● **RECORDS SHOWN**:
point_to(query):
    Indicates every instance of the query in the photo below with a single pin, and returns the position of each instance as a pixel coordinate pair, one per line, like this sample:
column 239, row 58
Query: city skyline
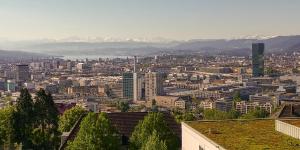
column 146, row 20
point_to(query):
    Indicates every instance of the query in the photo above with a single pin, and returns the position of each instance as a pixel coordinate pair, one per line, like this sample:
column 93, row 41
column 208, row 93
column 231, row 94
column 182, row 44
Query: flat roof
column 295, row 122
column 245, row 134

● **TASK**: Search the entries above for the string "returns". Copy each line in which it appears.

● **ANSWER SECTION**:
    Indicates every instance of the query in the photo below with a single pin, and returns the position of each instance as a pixel coordinate pair, one per line, like this sample:
    Indicates every instance of the query in the photo above with a single pin, and returns the position of each instance as a pixel coordinate pair, one per line, like this sample:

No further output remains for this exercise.